▸ To do: Format every line of the records below as a numbered list, and leave out any blank lines.

[Source data]

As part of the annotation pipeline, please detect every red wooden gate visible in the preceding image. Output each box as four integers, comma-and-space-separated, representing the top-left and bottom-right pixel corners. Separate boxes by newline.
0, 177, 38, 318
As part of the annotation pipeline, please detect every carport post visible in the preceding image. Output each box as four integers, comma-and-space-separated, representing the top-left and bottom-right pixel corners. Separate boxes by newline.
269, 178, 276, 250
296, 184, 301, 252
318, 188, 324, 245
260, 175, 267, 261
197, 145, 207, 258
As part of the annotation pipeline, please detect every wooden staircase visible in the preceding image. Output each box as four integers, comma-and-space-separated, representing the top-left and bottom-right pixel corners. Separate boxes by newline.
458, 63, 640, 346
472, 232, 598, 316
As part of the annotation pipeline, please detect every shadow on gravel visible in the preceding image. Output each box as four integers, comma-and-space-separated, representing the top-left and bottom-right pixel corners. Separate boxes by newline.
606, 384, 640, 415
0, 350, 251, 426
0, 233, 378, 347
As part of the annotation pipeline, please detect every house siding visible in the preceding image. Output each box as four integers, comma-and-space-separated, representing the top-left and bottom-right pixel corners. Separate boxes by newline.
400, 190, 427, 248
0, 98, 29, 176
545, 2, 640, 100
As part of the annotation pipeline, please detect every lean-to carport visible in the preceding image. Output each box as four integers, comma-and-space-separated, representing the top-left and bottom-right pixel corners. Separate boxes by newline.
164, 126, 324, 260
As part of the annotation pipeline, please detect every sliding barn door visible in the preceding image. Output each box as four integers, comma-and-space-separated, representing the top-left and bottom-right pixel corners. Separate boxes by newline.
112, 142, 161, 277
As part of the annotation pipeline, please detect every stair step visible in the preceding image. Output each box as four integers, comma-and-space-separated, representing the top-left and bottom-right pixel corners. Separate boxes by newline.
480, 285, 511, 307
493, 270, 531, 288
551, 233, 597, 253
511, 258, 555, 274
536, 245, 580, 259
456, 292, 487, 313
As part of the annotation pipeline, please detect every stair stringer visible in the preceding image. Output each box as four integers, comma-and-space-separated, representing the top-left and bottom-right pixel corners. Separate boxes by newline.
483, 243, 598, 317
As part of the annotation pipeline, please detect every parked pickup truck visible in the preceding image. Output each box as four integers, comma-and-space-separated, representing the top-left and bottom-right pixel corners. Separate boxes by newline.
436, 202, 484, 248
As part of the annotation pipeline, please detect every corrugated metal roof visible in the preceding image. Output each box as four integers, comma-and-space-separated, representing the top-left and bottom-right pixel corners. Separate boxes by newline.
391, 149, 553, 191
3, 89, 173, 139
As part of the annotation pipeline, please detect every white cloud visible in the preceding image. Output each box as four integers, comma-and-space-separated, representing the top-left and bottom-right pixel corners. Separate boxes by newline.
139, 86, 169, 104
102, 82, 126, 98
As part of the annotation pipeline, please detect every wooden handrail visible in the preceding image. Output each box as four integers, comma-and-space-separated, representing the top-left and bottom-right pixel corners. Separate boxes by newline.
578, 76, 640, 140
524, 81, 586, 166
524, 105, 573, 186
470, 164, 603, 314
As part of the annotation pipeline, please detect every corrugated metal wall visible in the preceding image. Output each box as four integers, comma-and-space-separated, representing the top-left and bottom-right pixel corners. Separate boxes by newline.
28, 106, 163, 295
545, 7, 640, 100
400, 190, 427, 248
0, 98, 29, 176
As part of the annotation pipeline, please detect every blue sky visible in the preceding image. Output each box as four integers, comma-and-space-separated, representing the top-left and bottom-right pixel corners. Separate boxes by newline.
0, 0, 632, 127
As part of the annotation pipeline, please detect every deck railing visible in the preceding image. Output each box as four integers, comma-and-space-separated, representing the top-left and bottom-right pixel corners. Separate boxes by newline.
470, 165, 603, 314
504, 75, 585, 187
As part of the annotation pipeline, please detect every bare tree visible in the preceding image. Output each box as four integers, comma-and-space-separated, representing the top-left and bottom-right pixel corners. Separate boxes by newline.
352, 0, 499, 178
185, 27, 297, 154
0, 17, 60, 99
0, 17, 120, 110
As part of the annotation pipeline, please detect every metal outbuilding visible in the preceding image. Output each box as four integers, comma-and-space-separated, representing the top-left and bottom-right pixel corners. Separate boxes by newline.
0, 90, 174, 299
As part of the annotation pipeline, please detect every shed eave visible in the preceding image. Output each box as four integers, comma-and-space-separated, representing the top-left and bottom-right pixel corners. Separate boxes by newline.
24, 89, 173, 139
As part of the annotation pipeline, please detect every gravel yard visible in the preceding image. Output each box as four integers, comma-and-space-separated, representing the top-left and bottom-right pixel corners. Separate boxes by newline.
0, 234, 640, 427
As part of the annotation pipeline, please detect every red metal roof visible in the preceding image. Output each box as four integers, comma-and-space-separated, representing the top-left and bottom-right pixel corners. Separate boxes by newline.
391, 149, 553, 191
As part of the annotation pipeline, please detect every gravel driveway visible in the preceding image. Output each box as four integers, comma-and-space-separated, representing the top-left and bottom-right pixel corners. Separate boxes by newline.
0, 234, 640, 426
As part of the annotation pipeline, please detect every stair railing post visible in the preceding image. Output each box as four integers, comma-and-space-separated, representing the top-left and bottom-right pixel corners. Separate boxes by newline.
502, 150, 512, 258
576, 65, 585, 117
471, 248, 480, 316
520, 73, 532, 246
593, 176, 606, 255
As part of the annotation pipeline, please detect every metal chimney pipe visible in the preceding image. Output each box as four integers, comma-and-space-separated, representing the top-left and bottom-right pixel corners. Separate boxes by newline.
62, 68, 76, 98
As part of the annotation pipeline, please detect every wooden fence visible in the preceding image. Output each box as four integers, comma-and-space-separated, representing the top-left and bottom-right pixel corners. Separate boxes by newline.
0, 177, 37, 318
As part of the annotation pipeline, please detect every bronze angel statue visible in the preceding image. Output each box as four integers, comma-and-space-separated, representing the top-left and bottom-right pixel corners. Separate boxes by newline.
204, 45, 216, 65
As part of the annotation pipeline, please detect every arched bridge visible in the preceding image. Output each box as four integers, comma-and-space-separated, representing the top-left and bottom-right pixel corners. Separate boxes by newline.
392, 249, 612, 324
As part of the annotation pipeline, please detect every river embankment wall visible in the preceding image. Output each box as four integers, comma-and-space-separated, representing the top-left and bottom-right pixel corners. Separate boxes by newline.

▸ Expected answer:
1. As part of the annotation pipeline, please detect every red wooden gate visible in the preceding image. Output each box as four integers, comma-and-space-separated, representing the top-left and bottom-right pixel corners. Separate boxes by newline.
2. 0, 177, 38, 318
3. As part of the annotation pipeline, please detect every carport post visible in the preceding image. Output each box as four integers, comma-and-space-separated, representing the top-left and bottom-right pixel corners. Separate boxes by newline.
4. 269, 178, 276, 250
5. 296, 184, 301, 252
6. 318, 188, 324, 245
7. 260, 175, 267, 261
8. 197, 145, 207, 258
9. As part of the annotation pipeline, please detect every wooden staircase visible in the preceding image. Output each box as four integers, comma-and-space-separated, representing the top-left and bottom-right pixel corners. Separate boxes by newline.
10. 458, 63, 640, 346
11. 472, 232, 598, 316
12. As part of the annotation pipeline, please detect every shadow on gravel visible in the preceding image. Output each box as four integers, comma-and-space-separated, representing the top-left and bottom-right pixel corners. Separate boxes by newline.
13. 606, 384, 640, 415
14. 0, 350, 251, 426
15. 0, 233, 378, 347
16. As part of the annotation pipeline, please detect every house siding visible in the preceding image. Output each box as four integers, comma-and-space-separated, representing the top-left and bottom-right pixel corners. Separate boxes by newline.
17. 400, 190, 427, 248
18. 0, 98, 29, 176
19. 545, 2, 640, 100
20. As part of the annotation pipeline, please detect every lean-to carport visible in the preceding image. Output each box as four integers, comma-and-space-separated, representing the top-left and bottom-right pixel corners. Separate boxes by newline.
21. 164, 126, 324, 260
22. As part of the annotation pipeline, please detect every sliding barn door visible in the preceding image. Output each box as four integers, comma-and-space-separated, representing the top-left and bottom-right pixel corners. Separate boxes by newline.
23. 112, 142, 161, 277
24. As part of the annotation pipeline, please detect every stair step visible in the preceding image. Output each box as four integers, comma-and-space-separated, representing the top-left and bottom-right pixel corners. Separate boxes by newline.
25. 480, 285, 511, 307
26. 493, 270, 531, 288
27. 551, 233, 597, 253
28. 511, 258, 555, 274
29. 536, 245, 580, 259
30. 456, 292, 487, 313
31. As part of the annotation pipeline, please detect every stair stringer visible in the preceding image. Output each box as four integers, comma-and-space-separated, representing the top-left and bottom-right pixel corners. Separate boxes by newline.
32. 483, 243, 598, 317
33. As part of the annotation pipeline, please detect every parked pickup truck visible in the preceding image. Output each box as four integers, comma-and-space-separated, representing the top-left and bottom-right pixel corners. Separate boxes by newline.
34. 436, 202, 484, 248
35. As part of the annotation pipeline, please detect every corrugated metal roof visible in the preceding image. Output each box as four integers, comma-and-space-separated, representing the top-left and bottom-right pixel corners. Separate boxes by newline.
36. 391, 149, 553, 191
37. 3, 89, 173, 139
38. As part of the annotation pipeline, please detect every white cloud visible in the preceding image. Output each box as four integers, comma-and-space-separated, representing the top-left and bottom-right pixel corners. Separate boxes by newline.
39. 139, 86, 169, 104
40. 102, 82, 126, 98
41. As part of the annotation pipeline, please detect every wooden handrail visible in the preceding image. Output each box as four integers, comma-and-space-separated, representing the top-left and bottom-right pixel corners. Separate boxes by newline.
42. 578, 76, 640, 140
43. 524, 81, 586, 166
44. 524, 105, 573, 186
45. 470, 164, 603, 314
46. As part of the annotation pipeline, please detect every corrugated metal wall visible in the preceding image. Output each box as four integers, comma-and-space-separated, representing the top-left and bottom-right pixel corners. Separate boxes by newline.
47. 28, 106, 163, 295
48. 545, 7, 640, 100
49. 400, 190, 427, 248
50. 0, 98, 29, 176
51. As part of the annotation pipeline, please detect every blue sky visible in the preceding image. Output each box as four integers, comma-and-space-separated, representing the top-left and bottom-right pixel corners. Separate boxes by newline.
52. 0, 0, 632, 127
53. As part of the annotation pipeline, please detect every deck railing visible in the preceding image. Output each box as four integers, comma-and-space-separated, representing the top-left and bottom-right pixel corners. Separate boxes by newline.
54. 470, 165, 603, 314
55. 504, 75, 585, 187
56. As part of the annotation pipeline, please detect every bare tree visible in the preceding image. Output each box as four integers, comma-and-space-separated, representing the top-left and bottom-right pixel corners. Separate boxes by newline.
57. 352, 0, 499, 178
58. 185, 27, 297, 154
59. 0, 17, 60, 99
60. 0, 17, 120, 110
61. As part of the annotation pipeline, please detect every metal outbuilding visible in the preceding image. Output each box as four integers, comma-and-space-separated, representing the top-left and bottom-right pixel corners. Separate boxes by newline.
62. 0, 90, 174, 299
63. As part of the annotation pipeline, please detect every shed eave visible in the preceding image. Output each box as four integers, comma-and-space-separated, representing the top-left and bottom-right pixel corners. Separate boxes by newline.
64. 24, 89, 173, 139
65. As part of the annotation pipeline, please detect every gravel yard visible in the preceding image. Output each box as four integers, comma-and-space-separated, representing the top-left and bottom-right pixel corners. Separate boxes by newline.
66. 0, 234, 640, 427
67. As part of the annotation pipeline, please detect every red metal roof visible in the preceding image. Output each box as four integers, comma-and-space-separated, representing the top-left and bottom-right pixel corners. Separate boxes by newline.
68. 391, 149, 553, 191
69. As part of the annotation pipeline, please detect every gravel driveway visible in the preceding image. Output each box as four integers, comma-and-space-separated, representing the top-left and bottom-right pixel corners. Separate boxes by newline.
70. 0, 234, 640, 426
71. As part of the annotation pipeline, please detect every stair railing post visible in the preceding image. Output each box as four integers, comma-and-space-separated, representing the top-left and bottom-right pixel corners. Separate boxes by newline.
72. 502, 150, 512, 258
73. 576, 65, 585, 117
74. 471, 248, 480, 316
75. 520, 73, 532, 246
76. 593, 176, 606, 255
77. As part of the annotation pipeline, please detect every metal chimney pipe visible in the preceding image. Output each box as four integers, comma-and-space-separated, representing the top-left and bottom-right pixel corners. Separate boxes by newline.
78. 62, 68, 76, 98
79. As part of the annotation pipeline, please detect every wooden fence visible in the preceding image. Output each box as four integers, comma-and-space-separated, representing the top-left and bottom-right pixel corners. Separate boxes by newline.
80. 0, 177, 37, 318
81. As part of the annotation pipeline, please detect every bronze angel statue visible in the preceding image. Output each box as four integers, comma-and-space-separated, representing the top-left and bottom-right pixel corners. Separate boxes by newline.
82. 204, 45, 216, 65
83. As part of the annotation pipeline, please detect every arched bridge visible in the preceding image. Output each box as four integers, comma-and-space-separated, representing the top-left and bottom-right pixel corners. Separate boxes by newline.
84. 392, 249, 612, 324
85. As part of the annotation pipeline, please detect every river embankment wall visible in the preceding image. Output each box as four integers, comma-and-space-separated, representing the top-left and bottom-right pixel corners. Separate boxes by newline.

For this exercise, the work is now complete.